Page text:
>> begin
5.3 PRAETEXTATUS’ TREATISE ON THE SUN
In Macr. Sat. 1.17.1 Avienus asks Praetextatus why the sun is worshipped as Apollo, Liber and many different deities. It is Praetextatus who is addressed on religious issues because, as Avienus asserts, he is the leading authority on all matters that have to do with religion, sacrorum omnium praesulem esse te, Vetti Praetextate, divina voluerunt. Consequently, he gives a long speech on solar theology, that is, he is the mouthpiece for Macrobius’ theology according to which all divinities were manifestations of One Supreme Being.
Praetextatus shares his unique knowledge of mysteries, explaining that all the divinities can be interpreted as one god, the Sun, nam quod omnes paene deos, dumtaxat qui sub caelo sunt, ad solem referunt, non vana superstitio sed ratio divina commendat. The numerous divinities of Egyptian, Greek and Roman mythology constitute aspects of the Sun’s activity and arguments for this are drawn from the etymologies of their names, their role in myths and the character of their visual representations. This late antique natural science describes the solar system or the cosmic theory of the origins of religion and offers ‘natural explanations’ for myths and rites. The different aspects of the Sun give gods their names, et hinc sunt natae appellationes deorum ceterorum qui ad solem certa et arcana ratione referuntur.
The birth of Apollo and Diana, for example, is interpreted as the birth of the sun and the moon. Minerva as well as Hercules is the power, virtus, of the Sun while Apollo is regarded as the mythical manifestation of the Sun’s three virtus, iactus radiorum, claritudo and ortus solis and Mercury is represented with winged sandals because his wings are a symbol of the swift movement of the sun. Praetextatus asserts that the various activities of a single supreme deity should be regarded as equivalent to as many various deities, thus the diverse powers of the Sun have given names to as many gods.
>> end
Task requirements:
1. According to the text on Praetextatus' solar theology, why is Mercury shown with winged sandals?
2. Extend the text on Praetextatus' treatise on the sun with the passage that would come next.
The lines that follow have no connection to the text on Praetextatus' treatise on the sun.

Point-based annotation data
>> begin
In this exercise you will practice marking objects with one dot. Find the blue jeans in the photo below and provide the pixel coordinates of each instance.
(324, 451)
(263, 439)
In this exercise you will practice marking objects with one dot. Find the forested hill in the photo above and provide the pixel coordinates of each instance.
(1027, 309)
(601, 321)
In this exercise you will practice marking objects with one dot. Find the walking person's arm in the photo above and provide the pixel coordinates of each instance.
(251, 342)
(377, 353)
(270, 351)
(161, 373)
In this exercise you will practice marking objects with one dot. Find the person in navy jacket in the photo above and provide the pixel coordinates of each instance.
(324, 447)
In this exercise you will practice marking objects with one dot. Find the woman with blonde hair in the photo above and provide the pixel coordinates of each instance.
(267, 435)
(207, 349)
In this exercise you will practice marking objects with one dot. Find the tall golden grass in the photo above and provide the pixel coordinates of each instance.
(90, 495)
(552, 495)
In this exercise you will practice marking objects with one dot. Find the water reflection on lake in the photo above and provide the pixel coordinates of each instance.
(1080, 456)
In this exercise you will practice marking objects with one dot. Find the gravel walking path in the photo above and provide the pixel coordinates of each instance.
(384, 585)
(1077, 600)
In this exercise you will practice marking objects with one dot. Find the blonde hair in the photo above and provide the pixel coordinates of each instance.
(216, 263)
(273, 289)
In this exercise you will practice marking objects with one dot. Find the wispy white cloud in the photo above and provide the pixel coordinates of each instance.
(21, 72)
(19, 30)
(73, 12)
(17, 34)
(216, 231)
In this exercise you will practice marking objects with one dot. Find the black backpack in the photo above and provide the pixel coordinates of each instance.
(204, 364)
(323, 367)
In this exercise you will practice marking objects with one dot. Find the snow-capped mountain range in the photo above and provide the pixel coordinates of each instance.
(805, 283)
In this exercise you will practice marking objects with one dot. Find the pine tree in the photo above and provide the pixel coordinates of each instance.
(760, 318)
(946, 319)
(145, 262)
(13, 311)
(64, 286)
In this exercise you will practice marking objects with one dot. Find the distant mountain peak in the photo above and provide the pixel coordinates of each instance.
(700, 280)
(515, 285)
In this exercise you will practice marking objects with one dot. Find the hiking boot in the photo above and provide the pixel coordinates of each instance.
>> end
The results:
1. His wings symbolize the swift movement of the sun.

2.
Praetextatus’ treatise in Macrobius’ Saturnalia is a good example of the solar monotheistic and syncretistic tendencies in late pagan religiosity which – as Liebeschuetz points out – is much closer to Christian ideas than many views of the so-called classical paganism. The Sun had been the symbol of the supreme deity in ancient philosophy for centuries before Praetextatus as well as Macrobius. Plato had already described the Sun as the image of the Good, eikòn toû agathoû and Plotinus had compared the radiation of the One with the light of the Sun. In his solar theology Macrobius places the Sun above other deities who are manifestations of the supreme divinity and whose powers represent the multiple power of the Sun. Furthermore, the Sun is called the Intellect of the Universe, mens mundi. As we have seen in ch. 2.5, the conception of the universal divinity appears also in Praetextatus’ funerary poem (CIL VI 1779) as numen multiplex.
The ideas that Macrobius attributes to Praetextatus probably represent his opinions only very approximately. However, Bloch, for instance, believed that the discourse assigned to Praetextatus in the Saturnalia 1.17-1.23 represents Praetextatus’ real religious views. Alan Cameron is sceptical, arguing that Macrobius has used Porphyry’s treatise Perì theíon onomáton.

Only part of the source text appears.